**Task objective**
Copy everything from the start of the data down through the line containing "33L127 33L122 38L118", character for character. Leave the pictures out.

**Dataset rows**
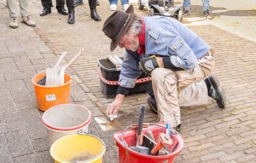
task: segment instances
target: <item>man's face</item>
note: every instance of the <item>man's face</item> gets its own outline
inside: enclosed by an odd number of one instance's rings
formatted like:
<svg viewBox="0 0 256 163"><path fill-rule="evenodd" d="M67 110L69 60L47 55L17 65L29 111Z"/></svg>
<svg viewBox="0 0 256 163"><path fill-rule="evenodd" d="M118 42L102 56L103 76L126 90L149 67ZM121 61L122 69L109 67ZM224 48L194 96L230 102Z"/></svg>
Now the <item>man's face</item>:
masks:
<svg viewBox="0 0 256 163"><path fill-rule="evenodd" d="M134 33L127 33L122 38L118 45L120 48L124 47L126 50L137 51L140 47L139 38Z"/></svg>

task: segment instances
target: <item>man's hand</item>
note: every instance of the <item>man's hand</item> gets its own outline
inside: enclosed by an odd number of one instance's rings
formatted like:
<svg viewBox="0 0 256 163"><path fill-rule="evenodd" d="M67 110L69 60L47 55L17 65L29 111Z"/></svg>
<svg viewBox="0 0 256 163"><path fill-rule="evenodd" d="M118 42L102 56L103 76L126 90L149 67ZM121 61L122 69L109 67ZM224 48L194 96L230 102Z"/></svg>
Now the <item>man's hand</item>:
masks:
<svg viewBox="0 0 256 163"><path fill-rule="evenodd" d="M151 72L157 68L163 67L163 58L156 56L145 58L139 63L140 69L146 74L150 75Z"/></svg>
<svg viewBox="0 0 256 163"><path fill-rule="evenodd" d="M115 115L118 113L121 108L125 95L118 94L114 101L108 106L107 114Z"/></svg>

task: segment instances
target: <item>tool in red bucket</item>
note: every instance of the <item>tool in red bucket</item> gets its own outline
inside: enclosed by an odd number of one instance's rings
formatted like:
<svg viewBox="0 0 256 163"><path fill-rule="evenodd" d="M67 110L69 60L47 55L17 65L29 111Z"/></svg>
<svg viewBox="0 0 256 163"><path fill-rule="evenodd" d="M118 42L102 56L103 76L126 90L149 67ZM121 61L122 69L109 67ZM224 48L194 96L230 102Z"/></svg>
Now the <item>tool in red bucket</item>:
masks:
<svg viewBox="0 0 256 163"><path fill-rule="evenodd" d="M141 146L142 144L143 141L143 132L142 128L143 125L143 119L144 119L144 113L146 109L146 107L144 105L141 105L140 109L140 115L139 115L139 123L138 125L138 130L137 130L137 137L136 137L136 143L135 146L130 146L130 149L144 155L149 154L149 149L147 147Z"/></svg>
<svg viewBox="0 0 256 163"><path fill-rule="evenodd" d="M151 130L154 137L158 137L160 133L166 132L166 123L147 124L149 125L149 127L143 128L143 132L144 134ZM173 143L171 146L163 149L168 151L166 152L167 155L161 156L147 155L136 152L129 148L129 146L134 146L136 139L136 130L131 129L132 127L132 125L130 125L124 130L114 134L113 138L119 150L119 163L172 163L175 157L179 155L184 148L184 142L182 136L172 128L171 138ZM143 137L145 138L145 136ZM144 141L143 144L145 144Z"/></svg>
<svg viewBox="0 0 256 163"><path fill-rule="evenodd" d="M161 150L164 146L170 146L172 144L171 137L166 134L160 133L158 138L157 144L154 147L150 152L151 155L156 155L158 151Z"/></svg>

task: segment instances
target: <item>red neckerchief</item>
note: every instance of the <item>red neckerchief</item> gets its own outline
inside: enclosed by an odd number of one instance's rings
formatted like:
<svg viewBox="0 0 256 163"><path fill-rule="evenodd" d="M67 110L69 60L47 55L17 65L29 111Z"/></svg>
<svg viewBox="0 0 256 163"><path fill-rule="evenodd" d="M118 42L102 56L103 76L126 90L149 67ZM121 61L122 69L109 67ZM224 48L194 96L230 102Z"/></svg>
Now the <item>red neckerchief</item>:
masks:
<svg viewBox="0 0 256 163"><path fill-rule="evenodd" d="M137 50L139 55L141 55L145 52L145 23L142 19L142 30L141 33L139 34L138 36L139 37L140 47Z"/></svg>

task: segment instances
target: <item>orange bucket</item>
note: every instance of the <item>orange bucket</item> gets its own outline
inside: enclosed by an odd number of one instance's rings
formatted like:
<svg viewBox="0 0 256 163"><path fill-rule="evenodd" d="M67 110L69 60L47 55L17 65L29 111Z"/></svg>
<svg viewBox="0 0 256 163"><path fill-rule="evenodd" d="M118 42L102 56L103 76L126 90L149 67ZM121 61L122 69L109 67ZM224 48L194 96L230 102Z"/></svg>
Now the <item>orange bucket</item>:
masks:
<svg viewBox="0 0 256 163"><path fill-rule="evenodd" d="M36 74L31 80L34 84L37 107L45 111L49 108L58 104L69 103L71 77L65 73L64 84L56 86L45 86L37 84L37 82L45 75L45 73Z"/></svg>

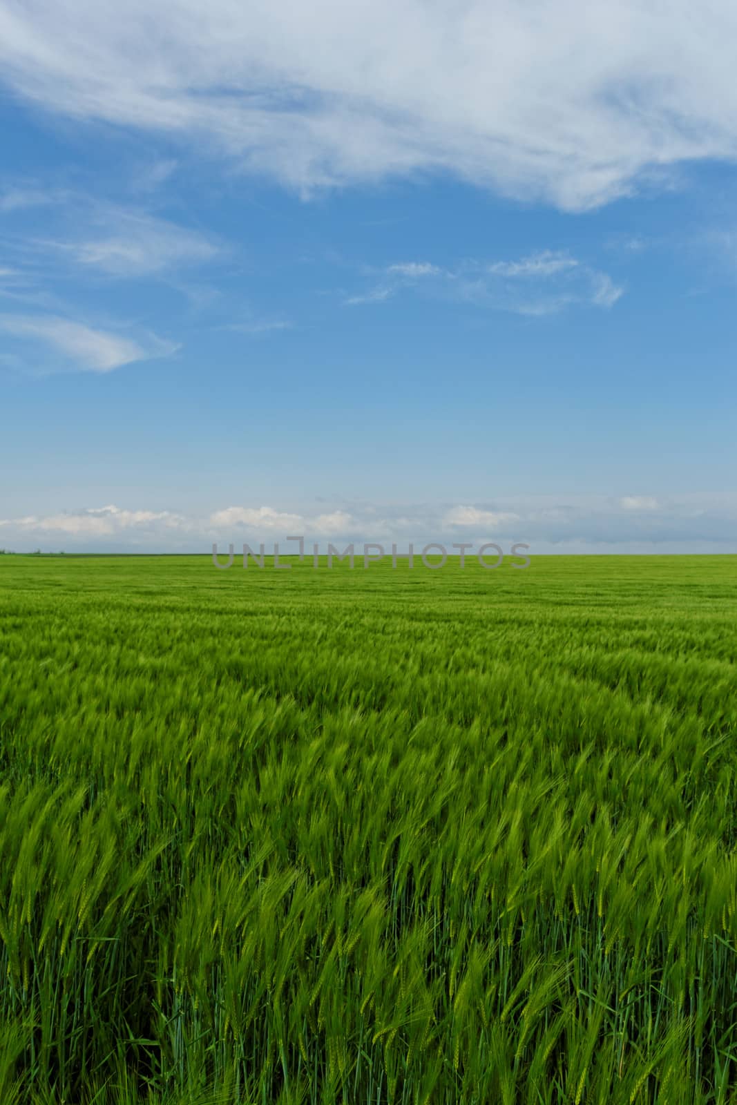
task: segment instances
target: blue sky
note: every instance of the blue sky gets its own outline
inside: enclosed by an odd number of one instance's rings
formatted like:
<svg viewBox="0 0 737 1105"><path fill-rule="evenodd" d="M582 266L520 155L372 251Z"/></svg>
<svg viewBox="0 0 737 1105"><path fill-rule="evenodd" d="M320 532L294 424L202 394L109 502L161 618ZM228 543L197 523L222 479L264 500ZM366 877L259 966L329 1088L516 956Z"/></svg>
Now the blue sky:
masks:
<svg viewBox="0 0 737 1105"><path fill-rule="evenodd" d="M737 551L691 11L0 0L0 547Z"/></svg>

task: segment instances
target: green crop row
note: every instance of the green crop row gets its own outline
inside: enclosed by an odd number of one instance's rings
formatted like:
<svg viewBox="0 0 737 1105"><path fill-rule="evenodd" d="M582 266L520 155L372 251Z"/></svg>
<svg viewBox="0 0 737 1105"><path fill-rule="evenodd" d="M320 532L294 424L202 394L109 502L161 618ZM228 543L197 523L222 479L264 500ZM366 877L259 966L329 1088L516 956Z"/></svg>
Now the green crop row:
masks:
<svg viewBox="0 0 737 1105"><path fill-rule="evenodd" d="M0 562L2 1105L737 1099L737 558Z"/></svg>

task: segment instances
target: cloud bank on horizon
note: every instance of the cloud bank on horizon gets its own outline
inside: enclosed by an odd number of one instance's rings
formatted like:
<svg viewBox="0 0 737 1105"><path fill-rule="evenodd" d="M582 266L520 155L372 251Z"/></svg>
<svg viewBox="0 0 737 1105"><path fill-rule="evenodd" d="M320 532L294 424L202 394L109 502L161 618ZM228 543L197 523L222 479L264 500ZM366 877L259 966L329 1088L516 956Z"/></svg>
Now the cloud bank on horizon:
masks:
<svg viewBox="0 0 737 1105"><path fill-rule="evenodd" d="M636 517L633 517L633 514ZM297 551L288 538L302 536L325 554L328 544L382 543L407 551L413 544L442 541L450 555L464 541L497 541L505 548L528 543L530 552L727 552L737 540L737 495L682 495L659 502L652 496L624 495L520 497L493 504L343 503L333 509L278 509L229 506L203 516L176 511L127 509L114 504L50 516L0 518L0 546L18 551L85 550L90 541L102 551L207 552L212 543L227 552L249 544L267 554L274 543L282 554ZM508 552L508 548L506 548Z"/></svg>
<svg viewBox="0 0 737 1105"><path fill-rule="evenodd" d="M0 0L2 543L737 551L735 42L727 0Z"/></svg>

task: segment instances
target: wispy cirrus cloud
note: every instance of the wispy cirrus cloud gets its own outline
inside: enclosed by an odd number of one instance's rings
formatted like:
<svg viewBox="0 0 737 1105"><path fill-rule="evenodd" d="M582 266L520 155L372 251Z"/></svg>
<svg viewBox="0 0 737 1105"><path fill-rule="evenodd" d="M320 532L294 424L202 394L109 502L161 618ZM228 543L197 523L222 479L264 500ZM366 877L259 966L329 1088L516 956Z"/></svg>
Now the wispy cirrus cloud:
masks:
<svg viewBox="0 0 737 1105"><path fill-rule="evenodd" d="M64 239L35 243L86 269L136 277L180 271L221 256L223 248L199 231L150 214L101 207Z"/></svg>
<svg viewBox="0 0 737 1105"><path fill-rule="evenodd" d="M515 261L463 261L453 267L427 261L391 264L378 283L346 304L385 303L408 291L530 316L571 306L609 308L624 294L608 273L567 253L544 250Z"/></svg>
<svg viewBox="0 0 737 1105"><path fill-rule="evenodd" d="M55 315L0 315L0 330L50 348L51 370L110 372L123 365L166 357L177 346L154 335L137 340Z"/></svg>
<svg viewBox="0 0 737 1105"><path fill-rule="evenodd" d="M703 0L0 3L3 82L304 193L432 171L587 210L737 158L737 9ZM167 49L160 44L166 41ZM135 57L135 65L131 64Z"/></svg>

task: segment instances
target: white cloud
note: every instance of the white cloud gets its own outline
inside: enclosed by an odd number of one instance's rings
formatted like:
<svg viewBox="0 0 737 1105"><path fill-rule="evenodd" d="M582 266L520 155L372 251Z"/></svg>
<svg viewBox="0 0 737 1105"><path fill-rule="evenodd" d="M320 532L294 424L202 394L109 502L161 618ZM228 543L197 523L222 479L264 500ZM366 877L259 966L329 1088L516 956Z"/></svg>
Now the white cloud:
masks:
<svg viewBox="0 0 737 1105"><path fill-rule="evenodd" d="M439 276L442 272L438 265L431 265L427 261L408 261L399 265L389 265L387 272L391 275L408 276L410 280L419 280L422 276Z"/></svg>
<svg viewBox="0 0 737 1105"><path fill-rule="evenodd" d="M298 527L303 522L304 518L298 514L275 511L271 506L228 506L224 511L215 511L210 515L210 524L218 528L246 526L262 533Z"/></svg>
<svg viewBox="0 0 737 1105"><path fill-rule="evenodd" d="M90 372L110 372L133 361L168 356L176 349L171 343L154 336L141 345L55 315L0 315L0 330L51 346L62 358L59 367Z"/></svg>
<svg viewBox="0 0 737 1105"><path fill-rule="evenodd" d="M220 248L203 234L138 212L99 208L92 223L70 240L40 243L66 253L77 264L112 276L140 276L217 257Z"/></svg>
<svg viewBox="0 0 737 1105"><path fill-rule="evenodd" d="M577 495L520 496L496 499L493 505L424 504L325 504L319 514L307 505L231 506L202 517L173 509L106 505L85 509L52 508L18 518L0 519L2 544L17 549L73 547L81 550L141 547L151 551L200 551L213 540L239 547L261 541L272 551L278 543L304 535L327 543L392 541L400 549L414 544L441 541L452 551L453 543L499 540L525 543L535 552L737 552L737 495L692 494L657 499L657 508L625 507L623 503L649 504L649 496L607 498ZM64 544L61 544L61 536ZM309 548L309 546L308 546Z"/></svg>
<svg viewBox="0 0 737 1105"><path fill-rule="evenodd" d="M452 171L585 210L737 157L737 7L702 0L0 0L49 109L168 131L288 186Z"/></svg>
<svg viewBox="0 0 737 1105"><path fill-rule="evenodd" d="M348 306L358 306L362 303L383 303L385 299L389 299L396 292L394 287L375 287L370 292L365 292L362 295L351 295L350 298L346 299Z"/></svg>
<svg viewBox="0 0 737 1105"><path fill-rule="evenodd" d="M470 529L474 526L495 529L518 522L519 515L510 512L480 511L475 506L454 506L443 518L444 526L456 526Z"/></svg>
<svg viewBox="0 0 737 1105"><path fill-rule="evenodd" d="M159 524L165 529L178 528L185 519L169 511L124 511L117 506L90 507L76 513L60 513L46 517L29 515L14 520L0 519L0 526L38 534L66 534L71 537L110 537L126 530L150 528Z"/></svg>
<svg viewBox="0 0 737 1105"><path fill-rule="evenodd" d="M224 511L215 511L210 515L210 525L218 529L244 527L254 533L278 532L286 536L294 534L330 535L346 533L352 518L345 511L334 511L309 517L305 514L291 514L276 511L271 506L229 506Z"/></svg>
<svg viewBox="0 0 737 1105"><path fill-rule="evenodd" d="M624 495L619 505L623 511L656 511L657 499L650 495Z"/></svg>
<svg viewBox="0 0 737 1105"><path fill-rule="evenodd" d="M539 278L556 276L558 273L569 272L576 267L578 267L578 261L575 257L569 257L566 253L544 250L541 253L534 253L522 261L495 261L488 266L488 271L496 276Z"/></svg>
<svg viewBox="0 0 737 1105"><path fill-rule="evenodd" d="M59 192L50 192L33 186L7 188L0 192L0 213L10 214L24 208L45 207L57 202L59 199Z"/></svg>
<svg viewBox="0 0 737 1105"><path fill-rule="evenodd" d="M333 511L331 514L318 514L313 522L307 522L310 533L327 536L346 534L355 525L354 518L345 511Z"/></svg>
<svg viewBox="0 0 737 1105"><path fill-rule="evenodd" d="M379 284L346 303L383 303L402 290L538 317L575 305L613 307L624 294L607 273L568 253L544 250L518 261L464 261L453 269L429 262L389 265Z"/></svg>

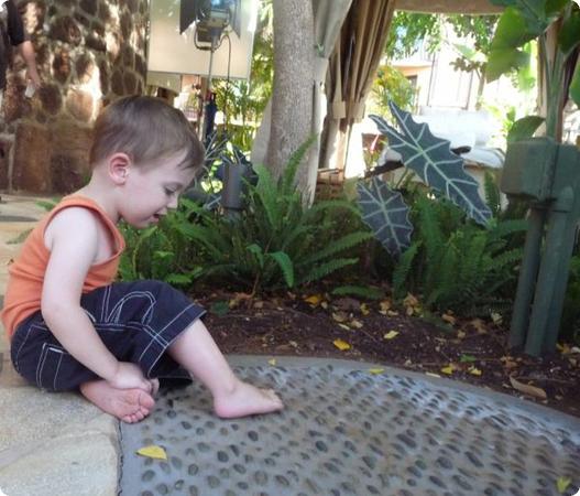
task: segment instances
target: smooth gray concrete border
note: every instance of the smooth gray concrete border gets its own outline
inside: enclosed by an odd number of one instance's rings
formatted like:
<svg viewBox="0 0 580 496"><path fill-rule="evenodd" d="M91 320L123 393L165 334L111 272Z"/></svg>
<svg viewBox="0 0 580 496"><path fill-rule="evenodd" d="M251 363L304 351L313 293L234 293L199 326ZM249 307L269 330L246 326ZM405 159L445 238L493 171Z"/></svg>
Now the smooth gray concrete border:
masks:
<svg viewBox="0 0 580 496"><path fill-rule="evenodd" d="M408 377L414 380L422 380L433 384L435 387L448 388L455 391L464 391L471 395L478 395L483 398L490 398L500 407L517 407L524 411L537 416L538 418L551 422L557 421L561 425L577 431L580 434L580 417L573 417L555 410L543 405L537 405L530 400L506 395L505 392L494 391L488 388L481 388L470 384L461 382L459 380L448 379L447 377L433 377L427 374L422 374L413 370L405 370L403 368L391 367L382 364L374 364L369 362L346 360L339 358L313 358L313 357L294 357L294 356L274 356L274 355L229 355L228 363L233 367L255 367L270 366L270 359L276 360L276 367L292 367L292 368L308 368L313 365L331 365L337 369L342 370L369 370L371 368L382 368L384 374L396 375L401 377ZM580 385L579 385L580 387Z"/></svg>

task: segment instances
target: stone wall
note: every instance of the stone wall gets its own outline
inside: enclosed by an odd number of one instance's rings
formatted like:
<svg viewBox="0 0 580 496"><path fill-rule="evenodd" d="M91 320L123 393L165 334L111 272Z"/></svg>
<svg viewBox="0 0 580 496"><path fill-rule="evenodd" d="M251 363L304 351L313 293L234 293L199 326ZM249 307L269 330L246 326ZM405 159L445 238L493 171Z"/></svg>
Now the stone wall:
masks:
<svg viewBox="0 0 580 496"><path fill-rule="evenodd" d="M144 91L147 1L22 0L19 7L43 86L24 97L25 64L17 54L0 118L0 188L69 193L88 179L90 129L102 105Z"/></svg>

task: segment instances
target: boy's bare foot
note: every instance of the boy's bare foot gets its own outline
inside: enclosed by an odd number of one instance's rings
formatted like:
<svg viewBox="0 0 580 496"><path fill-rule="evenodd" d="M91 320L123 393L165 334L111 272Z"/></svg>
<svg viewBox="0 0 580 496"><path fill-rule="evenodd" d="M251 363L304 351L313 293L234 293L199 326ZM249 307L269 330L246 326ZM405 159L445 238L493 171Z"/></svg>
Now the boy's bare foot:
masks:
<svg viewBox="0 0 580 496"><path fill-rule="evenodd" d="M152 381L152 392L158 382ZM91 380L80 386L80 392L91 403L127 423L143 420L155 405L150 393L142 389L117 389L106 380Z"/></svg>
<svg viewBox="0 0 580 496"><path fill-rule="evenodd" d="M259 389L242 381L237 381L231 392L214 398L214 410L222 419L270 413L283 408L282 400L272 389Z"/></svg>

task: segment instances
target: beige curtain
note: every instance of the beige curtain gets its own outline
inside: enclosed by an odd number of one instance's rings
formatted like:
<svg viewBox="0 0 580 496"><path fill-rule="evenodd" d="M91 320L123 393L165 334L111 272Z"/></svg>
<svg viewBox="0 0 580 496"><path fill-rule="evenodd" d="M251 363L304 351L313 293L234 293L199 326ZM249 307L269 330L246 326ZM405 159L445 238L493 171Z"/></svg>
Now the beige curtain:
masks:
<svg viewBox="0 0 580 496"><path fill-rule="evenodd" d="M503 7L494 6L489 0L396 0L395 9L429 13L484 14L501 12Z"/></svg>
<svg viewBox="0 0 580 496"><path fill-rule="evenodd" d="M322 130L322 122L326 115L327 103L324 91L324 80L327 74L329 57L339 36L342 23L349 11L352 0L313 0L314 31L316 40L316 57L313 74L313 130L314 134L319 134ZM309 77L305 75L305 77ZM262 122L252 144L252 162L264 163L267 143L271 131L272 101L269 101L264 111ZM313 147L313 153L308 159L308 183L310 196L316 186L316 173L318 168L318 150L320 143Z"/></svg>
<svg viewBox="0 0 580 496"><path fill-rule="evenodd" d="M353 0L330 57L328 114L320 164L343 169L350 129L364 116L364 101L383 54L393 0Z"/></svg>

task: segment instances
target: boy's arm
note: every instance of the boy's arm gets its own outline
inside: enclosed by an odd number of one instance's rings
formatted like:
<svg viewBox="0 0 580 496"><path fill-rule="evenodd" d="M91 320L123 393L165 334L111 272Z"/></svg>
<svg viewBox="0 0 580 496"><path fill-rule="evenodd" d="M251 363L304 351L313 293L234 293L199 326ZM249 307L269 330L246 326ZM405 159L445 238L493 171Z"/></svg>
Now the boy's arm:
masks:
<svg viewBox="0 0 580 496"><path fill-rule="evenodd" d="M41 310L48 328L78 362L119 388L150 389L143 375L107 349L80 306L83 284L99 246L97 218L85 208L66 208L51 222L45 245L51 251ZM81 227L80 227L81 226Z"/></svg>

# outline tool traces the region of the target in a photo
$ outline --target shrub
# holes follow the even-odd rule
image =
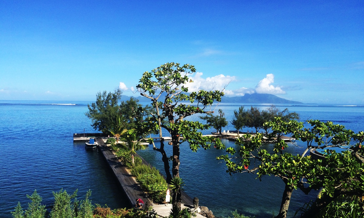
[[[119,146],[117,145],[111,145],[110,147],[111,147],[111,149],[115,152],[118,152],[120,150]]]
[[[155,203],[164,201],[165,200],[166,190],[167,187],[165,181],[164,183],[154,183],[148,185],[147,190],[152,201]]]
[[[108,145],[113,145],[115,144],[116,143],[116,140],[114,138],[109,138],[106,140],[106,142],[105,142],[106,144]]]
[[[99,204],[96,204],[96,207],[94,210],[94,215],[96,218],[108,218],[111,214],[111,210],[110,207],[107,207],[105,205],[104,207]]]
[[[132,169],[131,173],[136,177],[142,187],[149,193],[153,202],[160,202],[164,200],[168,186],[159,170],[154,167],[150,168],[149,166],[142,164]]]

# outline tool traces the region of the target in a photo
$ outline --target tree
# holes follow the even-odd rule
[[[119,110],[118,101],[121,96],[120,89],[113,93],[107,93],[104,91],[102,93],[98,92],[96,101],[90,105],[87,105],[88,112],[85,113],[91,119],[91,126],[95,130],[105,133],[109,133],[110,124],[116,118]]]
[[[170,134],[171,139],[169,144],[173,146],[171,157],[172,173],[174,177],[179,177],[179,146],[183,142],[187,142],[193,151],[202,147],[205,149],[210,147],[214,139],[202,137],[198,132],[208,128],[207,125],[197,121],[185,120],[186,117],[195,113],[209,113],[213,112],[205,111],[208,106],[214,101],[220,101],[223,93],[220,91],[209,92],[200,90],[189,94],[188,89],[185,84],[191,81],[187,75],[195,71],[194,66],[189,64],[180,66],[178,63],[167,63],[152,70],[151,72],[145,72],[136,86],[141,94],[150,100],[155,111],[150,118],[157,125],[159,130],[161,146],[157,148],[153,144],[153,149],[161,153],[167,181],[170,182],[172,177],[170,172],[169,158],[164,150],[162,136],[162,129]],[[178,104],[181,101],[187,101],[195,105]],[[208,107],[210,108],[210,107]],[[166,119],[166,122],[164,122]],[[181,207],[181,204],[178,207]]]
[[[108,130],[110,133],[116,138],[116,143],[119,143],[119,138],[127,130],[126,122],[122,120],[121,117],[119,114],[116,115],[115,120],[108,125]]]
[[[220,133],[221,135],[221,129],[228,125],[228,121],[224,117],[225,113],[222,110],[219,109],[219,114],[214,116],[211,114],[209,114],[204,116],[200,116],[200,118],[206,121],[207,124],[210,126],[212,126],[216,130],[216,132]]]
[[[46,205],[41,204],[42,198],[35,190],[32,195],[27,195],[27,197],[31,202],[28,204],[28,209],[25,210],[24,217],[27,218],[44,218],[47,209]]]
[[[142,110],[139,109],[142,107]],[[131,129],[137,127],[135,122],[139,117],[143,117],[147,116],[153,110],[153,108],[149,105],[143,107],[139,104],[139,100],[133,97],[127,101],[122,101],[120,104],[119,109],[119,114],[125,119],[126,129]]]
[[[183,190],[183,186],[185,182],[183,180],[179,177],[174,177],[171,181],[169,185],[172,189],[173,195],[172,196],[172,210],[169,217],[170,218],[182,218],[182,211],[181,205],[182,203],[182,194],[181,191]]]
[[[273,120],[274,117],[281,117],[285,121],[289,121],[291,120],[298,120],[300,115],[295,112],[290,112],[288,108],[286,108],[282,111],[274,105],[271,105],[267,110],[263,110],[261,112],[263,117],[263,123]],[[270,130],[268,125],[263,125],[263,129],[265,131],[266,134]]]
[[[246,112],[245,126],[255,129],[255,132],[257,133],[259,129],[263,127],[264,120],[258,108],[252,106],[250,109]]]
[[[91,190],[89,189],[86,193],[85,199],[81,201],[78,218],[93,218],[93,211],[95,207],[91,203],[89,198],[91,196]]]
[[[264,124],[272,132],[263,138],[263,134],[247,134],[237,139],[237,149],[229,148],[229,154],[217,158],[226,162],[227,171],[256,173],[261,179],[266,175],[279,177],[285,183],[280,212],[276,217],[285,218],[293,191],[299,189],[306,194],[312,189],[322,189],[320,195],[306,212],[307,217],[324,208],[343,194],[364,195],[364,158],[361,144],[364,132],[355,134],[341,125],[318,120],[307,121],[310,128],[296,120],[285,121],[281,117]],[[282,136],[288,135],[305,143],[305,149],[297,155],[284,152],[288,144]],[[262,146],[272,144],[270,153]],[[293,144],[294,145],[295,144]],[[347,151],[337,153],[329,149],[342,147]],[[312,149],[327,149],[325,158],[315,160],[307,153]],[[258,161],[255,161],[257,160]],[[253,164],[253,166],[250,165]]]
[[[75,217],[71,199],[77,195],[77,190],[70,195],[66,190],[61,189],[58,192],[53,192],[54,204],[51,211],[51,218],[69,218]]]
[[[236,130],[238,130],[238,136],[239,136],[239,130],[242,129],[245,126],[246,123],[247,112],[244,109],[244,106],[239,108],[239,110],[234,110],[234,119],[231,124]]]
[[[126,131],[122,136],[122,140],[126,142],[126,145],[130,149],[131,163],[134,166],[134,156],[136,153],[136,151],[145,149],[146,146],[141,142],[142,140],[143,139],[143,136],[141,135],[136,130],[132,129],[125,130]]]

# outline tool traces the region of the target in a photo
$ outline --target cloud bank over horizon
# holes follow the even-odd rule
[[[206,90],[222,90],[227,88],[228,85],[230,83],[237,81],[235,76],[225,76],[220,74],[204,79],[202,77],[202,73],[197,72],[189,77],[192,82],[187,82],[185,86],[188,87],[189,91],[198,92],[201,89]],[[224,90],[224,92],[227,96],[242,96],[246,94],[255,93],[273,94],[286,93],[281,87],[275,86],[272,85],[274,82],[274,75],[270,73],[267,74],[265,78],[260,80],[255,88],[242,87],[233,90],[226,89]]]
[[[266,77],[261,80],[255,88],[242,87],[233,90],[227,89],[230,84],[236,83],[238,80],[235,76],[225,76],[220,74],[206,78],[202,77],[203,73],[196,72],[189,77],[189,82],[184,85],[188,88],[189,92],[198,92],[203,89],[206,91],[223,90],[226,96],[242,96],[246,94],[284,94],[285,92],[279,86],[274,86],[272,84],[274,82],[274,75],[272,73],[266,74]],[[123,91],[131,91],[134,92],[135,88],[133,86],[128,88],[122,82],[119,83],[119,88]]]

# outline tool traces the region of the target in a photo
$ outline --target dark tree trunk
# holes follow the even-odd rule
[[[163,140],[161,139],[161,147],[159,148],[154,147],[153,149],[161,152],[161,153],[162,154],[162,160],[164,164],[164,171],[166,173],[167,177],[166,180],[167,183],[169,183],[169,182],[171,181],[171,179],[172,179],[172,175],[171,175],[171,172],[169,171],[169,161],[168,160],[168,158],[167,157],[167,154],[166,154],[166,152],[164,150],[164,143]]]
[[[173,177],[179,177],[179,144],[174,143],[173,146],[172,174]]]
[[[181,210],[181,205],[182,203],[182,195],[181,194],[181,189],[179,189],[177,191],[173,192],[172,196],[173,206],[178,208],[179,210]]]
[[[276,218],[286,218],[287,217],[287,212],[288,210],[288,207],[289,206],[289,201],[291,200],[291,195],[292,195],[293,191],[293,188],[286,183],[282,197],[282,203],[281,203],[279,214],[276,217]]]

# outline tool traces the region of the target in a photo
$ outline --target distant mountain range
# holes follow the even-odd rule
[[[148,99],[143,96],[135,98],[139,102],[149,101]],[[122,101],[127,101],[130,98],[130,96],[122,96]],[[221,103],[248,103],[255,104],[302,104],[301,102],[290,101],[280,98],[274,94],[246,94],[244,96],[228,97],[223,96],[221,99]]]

**Result of the task**
task: segment instances
target: <item>man's face</item>
note: every instance of the <item>man's face</item> gets its own outline
inside: enclosed by an odd number of one instance's rings
formatted like:
<svg viewBox="0 0 256 163"><path fill-rule="evenodd" d="M67 110L69 60L47 55L17 65L29 111Z"/></svg>
<svg viewBox="0 0 256 163"><path fill-rule="evenodd" d="M118 42L102 56L103 76L126 90L149 67ZM121 61L122 69L109 67ZM224 48L194 96L230 102Z"/></svg>
Now the <item>man's face</item>:
masks:
<svg viewBox="0 0 256 163"><path fill-rule="evenodd" d="M134 33L127 33L122 38L118 45L120 48L124 47L126 50L137 51L140 47L139 38Z"/></svg>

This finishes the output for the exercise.